Description of the task: Every entry that follows should be reproduced exactly.

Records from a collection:
/---
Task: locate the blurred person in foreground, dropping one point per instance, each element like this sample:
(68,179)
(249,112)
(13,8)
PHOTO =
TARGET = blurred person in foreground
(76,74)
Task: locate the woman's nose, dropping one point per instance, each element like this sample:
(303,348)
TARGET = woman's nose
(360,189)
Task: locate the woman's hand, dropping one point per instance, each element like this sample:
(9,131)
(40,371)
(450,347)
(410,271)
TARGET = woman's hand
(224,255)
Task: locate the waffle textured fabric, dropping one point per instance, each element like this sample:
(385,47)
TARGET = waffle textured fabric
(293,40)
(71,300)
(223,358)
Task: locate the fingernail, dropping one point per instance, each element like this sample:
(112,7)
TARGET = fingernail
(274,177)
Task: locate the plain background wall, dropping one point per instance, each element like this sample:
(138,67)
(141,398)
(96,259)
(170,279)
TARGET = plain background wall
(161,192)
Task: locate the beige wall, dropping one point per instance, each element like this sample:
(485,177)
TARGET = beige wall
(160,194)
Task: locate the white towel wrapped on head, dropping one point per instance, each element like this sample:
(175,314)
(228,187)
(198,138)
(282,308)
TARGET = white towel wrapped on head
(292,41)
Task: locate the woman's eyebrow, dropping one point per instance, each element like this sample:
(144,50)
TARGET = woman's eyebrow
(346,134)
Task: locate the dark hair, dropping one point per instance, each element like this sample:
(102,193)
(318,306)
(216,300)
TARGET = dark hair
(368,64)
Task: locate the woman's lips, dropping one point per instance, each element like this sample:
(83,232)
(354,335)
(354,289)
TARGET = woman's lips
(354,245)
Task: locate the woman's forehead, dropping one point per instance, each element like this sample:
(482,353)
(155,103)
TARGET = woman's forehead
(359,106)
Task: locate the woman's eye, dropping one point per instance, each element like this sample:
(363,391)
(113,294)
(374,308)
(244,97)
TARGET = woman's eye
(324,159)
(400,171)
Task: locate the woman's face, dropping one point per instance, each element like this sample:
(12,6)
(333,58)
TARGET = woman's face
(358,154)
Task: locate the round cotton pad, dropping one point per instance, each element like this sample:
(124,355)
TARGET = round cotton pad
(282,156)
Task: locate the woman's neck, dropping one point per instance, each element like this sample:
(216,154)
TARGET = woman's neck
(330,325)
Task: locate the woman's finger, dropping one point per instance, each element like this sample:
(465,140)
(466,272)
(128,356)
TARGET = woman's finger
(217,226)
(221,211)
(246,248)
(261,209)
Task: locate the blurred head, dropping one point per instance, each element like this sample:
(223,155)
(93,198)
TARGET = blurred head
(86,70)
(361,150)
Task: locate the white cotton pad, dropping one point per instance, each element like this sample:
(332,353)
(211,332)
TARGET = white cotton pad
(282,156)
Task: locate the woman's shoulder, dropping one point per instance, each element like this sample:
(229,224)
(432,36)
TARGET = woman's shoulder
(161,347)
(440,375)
\---
Solution to this problem:
Task: locate the blurred person in foreground, dropping one point per instance, each element like this sample:
(68,179)
(249,112)
(13,8)
PHOTO =
TARGET = blurred person in foreground
(76,74)
Task: locate the woman's nose, dropping one point per instance, each element like this sample:
(303,348)
TARGET = woman's nose
(360,189)
Task: locate the woman's hand, dropping one point per instance, each element like this sample:
(9,131)
(40,371)
(450,347)
(410,271)
TARGET = woman's hand
(224,255)
Task: locate the waffle textured fabric, dropping one point per instance, each element like this sample:
(385,47)
TARGET = waffle textured fabric
(293,40)
(71,300)
(223,358)
Task: locate the fingernail, dropping one point per instance, each element like this sample:
(112,7)
TARGET = fingernail
(274,177)
Task: locate the plain background wall, dropping one point per instance, each element like this sample:
(138,67)
(141,398)
(96,259)
(170,279)
TARGET = plain background wall
(161,192)
Task: locate the beige wall, dropping one point per instance, each element like this sample:
(485,177)
TARGET = beige wall
(160,194)
Task: locate the white towel wrapped on head, dropping one point per instance, each element like this sample:
(175,314)
(228,187)
(198,138)
(282,308)
TARGET = white towel wrapped on head
(292,41)
Task: locate the woman's eyebrow, dropping one point per instance, each element like this sample:
(144,50)
TARGET = woman's eyebrow
(346,134)
Task: locate the dark hair, dropping one point per instance, each element like this sample:
(102,193)
(318,306)
(216,300)
TARGET = dark hair
(368,64)
Task: locate the woman's lips, dropping one point per instance, each element like this sample:
(83,232)
(354,335)
(354,289)
TARGET = woman's lips
(354,245)
Task: locate the woman's forehead, dropping one point per instance, each element like this sample:
(482,353)
(155,103)
TARGET = woman's forehead
(359,106)
Task: locate the woman's eye, dropping one point per instance, each element like this sample:
(363,391)
(113,294)
(374,308)
(244,97)
TARGET = woman's eye
(324,159)
(400,171)
Task: locate the woman's face, dropping one point per instance, each element like this sample:
(12,6)
(333,58)
TARGET = woman's face
(358,154)
Task: locate the round cotton pad, dropping one point per instance, each element like this sample:
(124,355)
TARGET = round cotton pad
(282,156)
Task: locate the woman's neck, dropping one point per instance, each element like this sample:
(216,154)
TARGET = woman's neck
(330,325)
Task: locate the woman's finger, dropping one point per instance, each element like this sample:
(465,140)
(466,272)
(128,356)
TARGET = woman's finger
(217,226)
(221,211)
(246,248)
(261,209)
Task: locate the blurred head, dropping one point per instance, each element like this sample:
(223,155)
(93,198)
TARGET = blurred head
(86,70)
(361,150)
Task: locate the white cotton pad, dropping one point per instance, each element like this sample:
(332,353)
(211,332)
TARGET = white cotton pad
(282,156)
Task: locate the woman's shoulder, dropping one point per instance, each element like this sample:
(229,224)
(432,36)
TARGET = woman's shoulder
(161,347)
(440,375)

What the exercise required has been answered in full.